Arbeitsauftrag:
Liste jede Zeile der folgenden Auflistung auf, die die Zeichenfolge „bumper“ enthält, wobei Groß- und Kleinschreibung zu beachten ist.

(Extrahierte Datensätze)
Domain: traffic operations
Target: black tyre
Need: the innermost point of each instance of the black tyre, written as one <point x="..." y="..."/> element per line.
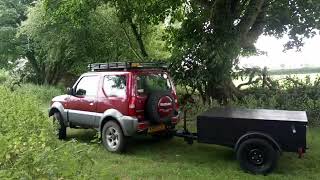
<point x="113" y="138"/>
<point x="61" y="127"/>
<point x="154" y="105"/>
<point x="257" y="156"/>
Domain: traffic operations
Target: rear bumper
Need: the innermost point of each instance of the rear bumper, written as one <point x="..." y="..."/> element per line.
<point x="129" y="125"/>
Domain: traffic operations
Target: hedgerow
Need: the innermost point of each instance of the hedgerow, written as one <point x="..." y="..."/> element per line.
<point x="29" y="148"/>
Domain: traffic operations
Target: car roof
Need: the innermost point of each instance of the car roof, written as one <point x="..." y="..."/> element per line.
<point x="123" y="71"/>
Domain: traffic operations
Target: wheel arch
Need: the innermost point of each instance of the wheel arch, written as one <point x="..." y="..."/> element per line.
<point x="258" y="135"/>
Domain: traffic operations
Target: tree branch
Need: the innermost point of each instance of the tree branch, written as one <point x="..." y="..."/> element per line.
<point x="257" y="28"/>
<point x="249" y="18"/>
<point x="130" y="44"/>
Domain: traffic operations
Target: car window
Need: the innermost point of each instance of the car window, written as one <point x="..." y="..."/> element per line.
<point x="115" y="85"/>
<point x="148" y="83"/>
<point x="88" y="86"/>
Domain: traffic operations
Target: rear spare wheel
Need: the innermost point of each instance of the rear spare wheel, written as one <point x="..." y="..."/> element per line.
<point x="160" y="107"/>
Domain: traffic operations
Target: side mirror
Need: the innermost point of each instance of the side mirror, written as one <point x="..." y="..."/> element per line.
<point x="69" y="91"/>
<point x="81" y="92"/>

--

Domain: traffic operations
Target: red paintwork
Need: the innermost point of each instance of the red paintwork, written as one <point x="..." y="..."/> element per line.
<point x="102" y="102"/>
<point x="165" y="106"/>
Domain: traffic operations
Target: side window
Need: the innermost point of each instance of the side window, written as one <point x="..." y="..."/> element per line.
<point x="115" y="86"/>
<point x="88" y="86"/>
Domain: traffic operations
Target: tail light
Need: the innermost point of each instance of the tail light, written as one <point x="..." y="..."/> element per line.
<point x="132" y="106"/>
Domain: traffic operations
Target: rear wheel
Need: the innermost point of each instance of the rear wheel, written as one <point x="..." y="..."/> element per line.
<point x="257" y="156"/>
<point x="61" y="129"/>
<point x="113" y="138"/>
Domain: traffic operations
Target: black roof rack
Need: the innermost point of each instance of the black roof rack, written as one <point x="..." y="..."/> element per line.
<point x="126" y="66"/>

Ergebnis folgt:
Target: rear bumper
Need: the innermost point of each instance of the rear bumper, written as one <point x="..." y="..."/> element per line.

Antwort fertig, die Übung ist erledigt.